> [Petunjuk Latihan]
a) Menurut teks bacaan, Indonesia ada di urutan ke berapa dalam daftar Bloomberg tentang negara yang berpotensi mengalami resesi?
b) Kumpulkan semua baris dalam catatan yang memuat kata "dark". Huruf besar dan kecil dibedakan.

> [Teks Bacaan]
■ ■ ■ ■ ■ ■ ■

Ia menggambarkan sepanjang sejarah perekonomian, belum pernah angka inflasi Indonesia lebih rendah dari Amerika. Tapi sekarang inflasi Indonesia hanya 4 sampai 5 persen, sementara Amerika Serikat mencetak inflasi mencapai 9 persen.
Gubernur BI Perry Warjiyo mengakui lonjakan inflasi menjadi masalah yang kompleks bagi bank sentral di seluruh dunia. Tapi katanya, ketika Bank Sentral AS (The Fed) telah menaikkan bunga acuan beberapa kali sepanjang semester I tahun 2022, BI justru masih menahan bunga acuan di level 3,5 persen. Itu pertanda perekonomian Indonesia masih bisa terjaga.
Lembaga kajian ekonomi, Visual Capitalist, pekan lalu merilis 25 negara di dunia yang terancam mengalami kebangkrutan. Mulai El Savador, Pakistan, Mesir, Ukraina, Afrika Selatan, Nigeria sampai Meksiko. Tidak termasuk Indonesia.
Perusahaan keuangan AS, Bloomberg merilis 15 negara yang berpotensi mengalami resesi. Bloomberg memasukkan Indonesia di urutan ke-14, selain Jepang, Hongkong, Australia, Taiwan, Malaysia, Thailand, Filipina, dan India. Tapi risiko yang dihadapi Indonesia terbilang rendah, hanya 3 persen.

■ ■ ■ ■ ■ ■ ■

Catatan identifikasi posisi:
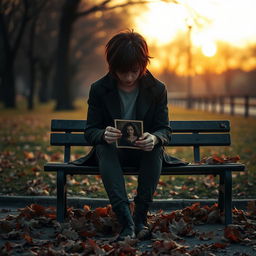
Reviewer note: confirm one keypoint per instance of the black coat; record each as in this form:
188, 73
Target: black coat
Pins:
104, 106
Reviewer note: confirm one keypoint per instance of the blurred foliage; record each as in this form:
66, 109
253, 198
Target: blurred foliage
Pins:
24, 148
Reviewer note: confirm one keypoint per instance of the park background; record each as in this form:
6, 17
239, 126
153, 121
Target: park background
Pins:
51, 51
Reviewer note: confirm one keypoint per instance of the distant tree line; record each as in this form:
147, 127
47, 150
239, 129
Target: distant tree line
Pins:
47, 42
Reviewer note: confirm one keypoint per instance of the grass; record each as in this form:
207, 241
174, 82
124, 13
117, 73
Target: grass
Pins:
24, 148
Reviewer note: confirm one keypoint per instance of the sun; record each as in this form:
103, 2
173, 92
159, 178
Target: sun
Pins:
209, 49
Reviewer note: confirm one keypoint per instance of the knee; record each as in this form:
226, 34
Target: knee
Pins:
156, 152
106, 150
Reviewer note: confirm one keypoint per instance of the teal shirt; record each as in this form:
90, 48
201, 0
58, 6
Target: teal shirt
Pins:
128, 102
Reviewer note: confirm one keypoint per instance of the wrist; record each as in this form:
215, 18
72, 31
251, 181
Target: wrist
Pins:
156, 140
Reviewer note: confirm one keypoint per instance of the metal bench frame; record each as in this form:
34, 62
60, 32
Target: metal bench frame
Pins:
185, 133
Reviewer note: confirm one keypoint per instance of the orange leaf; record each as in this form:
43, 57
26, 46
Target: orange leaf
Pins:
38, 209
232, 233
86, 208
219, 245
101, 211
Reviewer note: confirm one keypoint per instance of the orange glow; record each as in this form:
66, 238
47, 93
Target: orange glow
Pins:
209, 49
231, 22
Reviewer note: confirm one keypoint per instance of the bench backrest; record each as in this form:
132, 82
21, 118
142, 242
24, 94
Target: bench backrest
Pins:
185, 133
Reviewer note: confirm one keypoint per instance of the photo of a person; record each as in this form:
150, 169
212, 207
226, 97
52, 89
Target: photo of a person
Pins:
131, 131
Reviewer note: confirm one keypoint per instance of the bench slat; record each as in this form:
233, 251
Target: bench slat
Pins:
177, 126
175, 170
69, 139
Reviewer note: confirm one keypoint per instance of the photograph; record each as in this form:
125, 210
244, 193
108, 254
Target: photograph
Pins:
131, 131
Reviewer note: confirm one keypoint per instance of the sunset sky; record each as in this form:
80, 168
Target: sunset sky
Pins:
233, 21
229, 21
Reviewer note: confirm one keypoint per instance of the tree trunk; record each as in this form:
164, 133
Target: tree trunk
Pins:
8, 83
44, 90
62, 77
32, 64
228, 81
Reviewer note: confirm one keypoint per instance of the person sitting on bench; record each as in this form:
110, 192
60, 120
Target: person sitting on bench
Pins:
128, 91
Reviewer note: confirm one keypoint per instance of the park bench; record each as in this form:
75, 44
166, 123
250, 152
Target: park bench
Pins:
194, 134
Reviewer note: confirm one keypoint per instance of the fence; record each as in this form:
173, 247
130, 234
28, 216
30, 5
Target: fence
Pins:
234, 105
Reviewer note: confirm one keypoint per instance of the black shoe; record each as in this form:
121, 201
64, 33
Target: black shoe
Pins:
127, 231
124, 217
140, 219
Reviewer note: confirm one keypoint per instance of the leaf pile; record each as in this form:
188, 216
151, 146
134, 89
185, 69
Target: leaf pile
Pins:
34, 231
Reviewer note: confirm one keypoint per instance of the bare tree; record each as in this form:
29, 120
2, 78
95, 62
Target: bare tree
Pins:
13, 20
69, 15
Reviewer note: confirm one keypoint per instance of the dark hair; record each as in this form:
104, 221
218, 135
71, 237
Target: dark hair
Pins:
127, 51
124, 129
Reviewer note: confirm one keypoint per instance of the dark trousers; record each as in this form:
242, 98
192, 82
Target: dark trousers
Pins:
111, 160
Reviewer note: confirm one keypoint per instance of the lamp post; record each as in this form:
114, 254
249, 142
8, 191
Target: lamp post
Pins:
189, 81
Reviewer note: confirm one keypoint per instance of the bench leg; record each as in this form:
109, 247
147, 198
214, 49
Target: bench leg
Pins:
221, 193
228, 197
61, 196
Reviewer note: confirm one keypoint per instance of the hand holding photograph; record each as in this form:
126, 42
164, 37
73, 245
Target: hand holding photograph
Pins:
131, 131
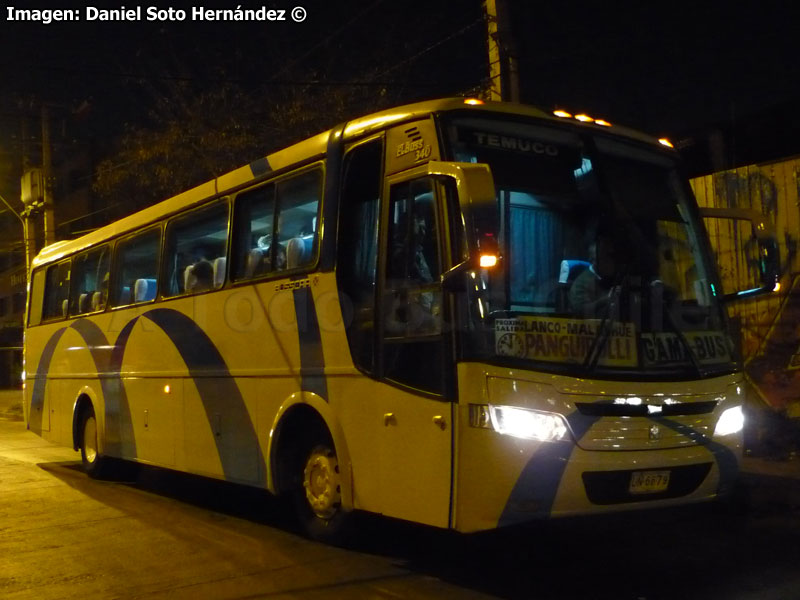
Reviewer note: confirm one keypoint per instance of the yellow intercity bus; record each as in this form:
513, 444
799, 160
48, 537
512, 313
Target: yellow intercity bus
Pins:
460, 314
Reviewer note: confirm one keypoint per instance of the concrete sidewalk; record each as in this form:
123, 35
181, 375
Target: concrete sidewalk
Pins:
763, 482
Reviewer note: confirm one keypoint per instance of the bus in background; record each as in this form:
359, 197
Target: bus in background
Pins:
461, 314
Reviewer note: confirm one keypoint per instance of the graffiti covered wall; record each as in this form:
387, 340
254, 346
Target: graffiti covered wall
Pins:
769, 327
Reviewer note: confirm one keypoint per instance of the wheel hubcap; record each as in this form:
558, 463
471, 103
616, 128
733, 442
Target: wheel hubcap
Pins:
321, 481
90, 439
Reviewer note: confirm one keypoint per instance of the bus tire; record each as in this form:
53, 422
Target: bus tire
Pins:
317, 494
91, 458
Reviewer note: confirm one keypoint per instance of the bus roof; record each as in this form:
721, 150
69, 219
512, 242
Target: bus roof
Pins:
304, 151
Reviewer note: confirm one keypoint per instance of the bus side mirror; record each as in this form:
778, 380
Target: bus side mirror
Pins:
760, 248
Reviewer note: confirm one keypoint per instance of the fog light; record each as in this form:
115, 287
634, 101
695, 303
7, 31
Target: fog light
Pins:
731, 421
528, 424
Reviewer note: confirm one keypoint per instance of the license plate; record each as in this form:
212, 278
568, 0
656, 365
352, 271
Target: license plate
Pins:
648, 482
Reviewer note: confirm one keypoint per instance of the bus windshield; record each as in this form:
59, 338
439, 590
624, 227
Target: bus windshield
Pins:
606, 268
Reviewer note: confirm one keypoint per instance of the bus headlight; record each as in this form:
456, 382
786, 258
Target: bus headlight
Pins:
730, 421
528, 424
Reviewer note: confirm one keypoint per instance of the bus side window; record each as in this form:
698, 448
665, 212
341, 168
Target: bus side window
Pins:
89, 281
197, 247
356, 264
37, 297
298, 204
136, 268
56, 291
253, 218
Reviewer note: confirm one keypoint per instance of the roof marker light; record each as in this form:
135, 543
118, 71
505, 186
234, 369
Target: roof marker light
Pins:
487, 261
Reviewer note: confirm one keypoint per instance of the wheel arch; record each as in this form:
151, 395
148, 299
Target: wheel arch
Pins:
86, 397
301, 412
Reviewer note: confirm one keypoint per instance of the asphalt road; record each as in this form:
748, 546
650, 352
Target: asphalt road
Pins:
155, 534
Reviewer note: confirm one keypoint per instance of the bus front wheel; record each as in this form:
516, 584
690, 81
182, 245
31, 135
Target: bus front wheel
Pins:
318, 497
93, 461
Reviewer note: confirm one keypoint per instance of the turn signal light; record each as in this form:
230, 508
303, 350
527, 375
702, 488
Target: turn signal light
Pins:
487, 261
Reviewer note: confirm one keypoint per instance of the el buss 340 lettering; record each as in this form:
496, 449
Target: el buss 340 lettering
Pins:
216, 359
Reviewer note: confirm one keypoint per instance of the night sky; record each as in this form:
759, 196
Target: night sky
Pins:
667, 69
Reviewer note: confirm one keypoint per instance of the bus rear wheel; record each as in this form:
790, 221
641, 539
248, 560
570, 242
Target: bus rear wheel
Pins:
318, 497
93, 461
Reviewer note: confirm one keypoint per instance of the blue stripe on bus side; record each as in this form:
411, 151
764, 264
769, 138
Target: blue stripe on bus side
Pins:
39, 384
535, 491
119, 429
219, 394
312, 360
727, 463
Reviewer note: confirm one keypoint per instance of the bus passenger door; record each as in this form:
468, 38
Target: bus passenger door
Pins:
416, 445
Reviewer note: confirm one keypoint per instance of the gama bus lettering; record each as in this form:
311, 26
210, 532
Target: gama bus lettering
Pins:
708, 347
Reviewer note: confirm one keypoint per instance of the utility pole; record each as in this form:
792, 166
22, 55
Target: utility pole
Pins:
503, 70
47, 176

■ ■ ■ ■ ■ ■ ■

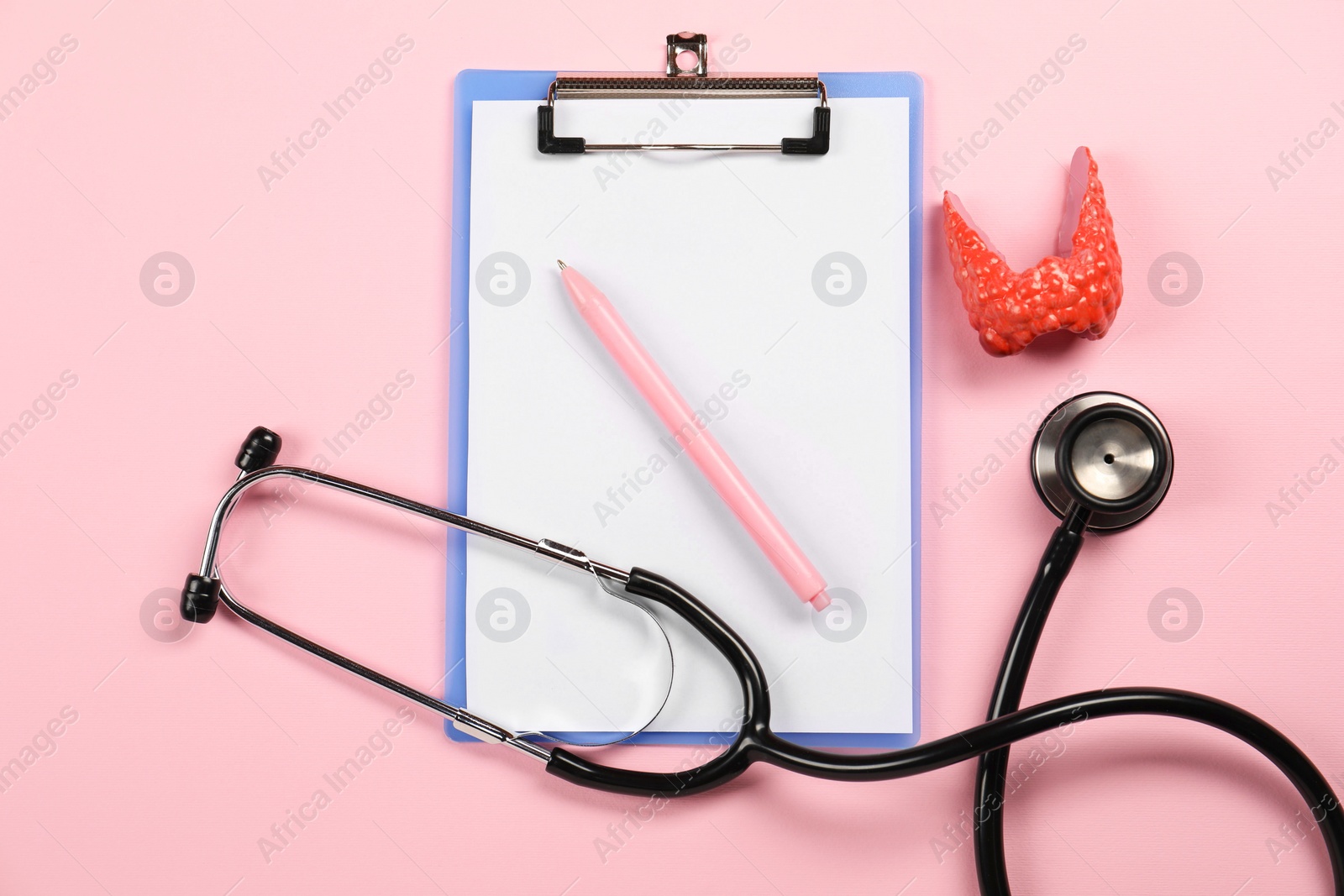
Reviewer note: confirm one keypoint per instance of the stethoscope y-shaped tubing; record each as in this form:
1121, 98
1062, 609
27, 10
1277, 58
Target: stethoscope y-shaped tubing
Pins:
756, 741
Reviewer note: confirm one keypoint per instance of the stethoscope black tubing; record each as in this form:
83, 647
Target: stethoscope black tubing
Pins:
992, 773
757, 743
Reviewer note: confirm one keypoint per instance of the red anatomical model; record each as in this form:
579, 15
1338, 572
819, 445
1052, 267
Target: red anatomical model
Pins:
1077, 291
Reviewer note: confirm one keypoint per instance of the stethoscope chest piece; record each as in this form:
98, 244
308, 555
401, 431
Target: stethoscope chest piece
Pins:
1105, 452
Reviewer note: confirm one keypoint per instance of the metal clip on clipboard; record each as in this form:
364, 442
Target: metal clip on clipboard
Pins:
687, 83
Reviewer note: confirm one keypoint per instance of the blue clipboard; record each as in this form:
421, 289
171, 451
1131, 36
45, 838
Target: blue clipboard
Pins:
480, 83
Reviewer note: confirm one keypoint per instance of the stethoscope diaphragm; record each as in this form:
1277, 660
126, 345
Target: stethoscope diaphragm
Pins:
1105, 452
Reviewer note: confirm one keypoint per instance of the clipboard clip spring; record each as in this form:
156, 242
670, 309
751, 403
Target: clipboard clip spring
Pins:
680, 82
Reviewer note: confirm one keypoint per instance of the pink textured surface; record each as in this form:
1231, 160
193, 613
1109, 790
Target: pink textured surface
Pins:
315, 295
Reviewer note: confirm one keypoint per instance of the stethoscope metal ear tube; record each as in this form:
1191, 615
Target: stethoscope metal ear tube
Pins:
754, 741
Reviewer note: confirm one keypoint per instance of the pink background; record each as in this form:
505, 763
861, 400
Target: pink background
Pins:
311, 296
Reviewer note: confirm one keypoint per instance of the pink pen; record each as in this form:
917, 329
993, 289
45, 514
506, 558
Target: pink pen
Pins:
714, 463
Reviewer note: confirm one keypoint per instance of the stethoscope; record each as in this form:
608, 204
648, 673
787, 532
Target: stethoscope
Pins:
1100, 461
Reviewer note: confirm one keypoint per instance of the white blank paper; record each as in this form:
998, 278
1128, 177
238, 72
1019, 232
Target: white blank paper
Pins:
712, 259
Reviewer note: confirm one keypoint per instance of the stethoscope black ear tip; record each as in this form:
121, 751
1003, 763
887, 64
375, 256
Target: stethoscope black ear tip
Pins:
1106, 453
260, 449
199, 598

■ ■ ■ ■ ■ ■ ■

> [Jawaban Tugas]
a) Urutan ke-14.

b)
Reviewer note: confirm one keypoint per instance of the dark hair; record each as in this form:
Target: dark hair
Reviewer note: confirm one keypoint per instance of the dark trousers; record each as in this form:
Target: dark trousers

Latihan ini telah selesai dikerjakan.